# EXCERPTED RECORDS
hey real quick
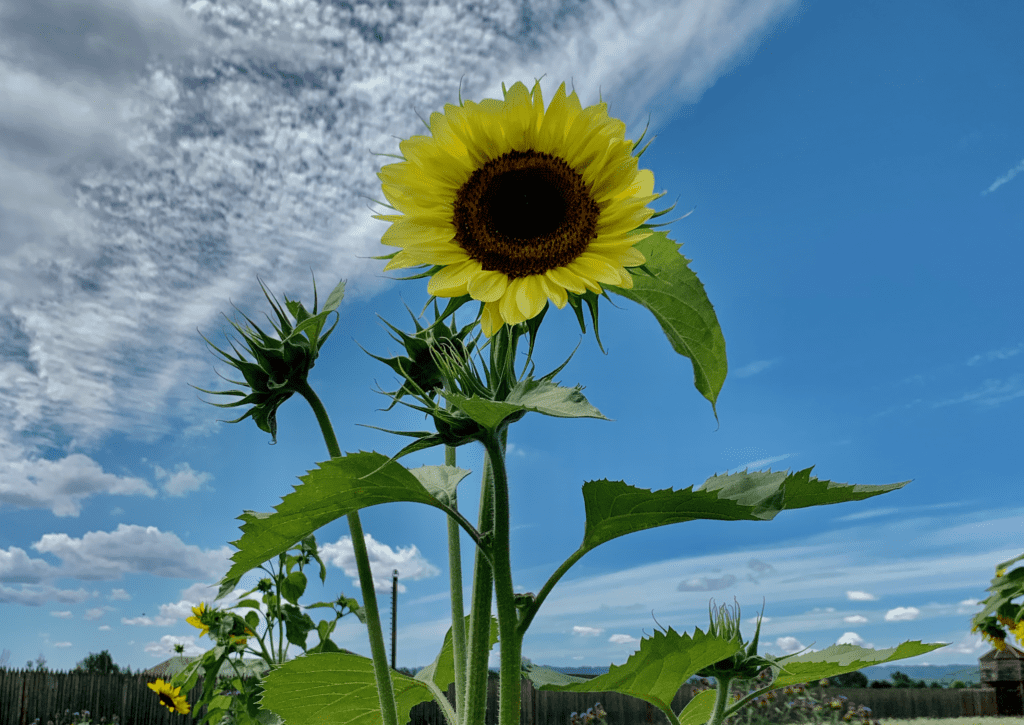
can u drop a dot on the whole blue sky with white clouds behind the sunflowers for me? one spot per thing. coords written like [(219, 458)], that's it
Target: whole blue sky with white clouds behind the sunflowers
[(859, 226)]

---

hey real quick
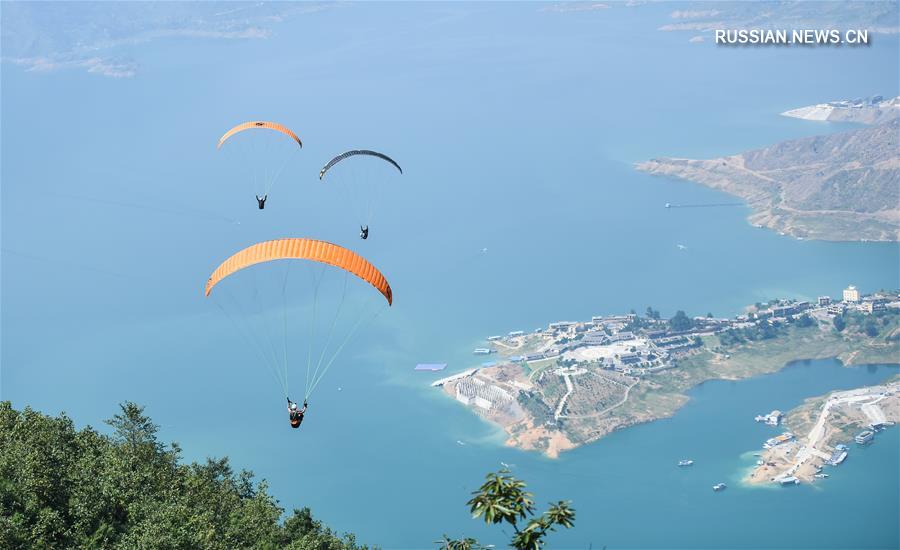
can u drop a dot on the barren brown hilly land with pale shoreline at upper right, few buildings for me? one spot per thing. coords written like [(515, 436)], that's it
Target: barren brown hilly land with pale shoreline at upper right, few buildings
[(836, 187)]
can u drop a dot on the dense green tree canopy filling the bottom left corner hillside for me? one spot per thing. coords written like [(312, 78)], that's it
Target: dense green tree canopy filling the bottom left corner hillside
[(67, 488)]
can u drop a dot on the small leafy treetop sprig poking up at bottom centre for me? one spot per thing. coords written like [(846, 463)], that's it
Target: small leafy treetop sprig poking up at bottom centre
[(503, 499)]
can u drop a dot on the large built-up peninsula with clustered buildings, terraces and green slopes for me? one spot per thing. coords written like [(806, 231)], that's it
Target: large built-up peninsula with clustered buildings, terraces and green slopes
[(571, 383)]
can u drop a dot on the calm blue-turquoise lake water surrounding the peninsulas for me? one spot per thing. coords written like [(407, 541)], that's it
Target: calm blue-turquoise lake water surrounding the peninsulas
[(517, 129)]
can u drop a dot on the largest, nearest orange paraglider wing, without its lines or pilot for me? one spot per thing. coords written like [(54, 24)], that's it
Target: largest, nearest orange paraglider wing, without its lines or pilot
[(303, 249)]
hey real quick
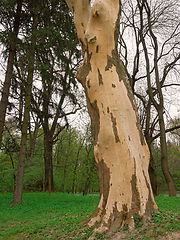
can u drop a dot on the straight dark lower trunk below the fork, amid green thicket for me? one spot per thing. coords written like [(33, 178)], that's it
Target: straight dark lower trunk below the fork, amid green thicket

# TO DO
Counting every line of the records above that has the word "amid", state the total and give nothing besides it.

# SOLUTION FOR THIS TASK
2